### Given task
Render the material below as a two-column CSV with the headers request_text and answer, giving one row per request. Put each request's text and its answer in a single quoted field, replace line breaks with spaces, and leave out the pictures.

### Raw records
** start **

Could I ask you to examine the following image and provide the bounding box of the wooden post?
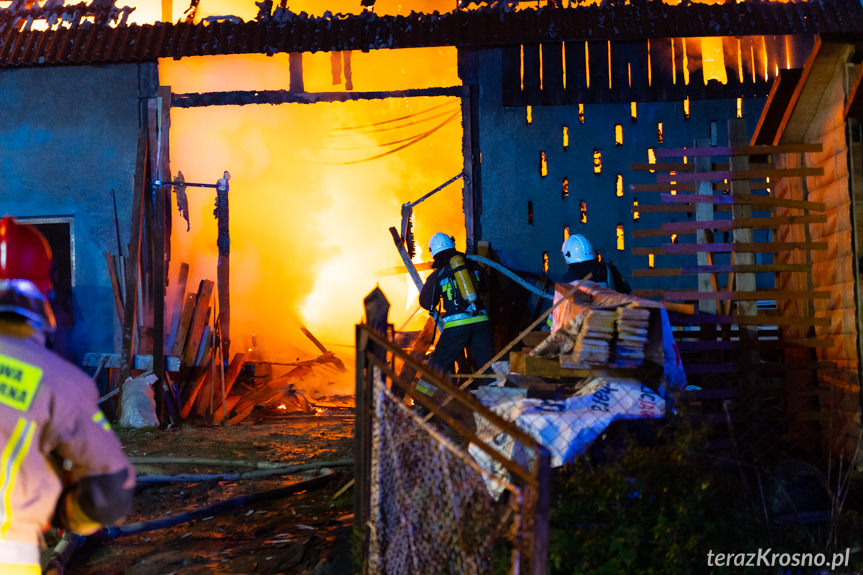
[216,172,231,358]
[530,447,551,575]
[354,324,372,574]
[695,140,719,313]
[728,118,757,315]
[288,52,306,92]
[120,130,147,385]
[461,84,482,253]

** end **

### Task solution
request_text,answer
"Could I ask you to examine the following image and provide the bounding box of the wooden post?","[216,172,231,358] [530,447,551,575] [354,324,372,574] [695,140,719,313] [728,118,757,315] [288,52,306,92] [120,130,147,385] [461,84,482,253]"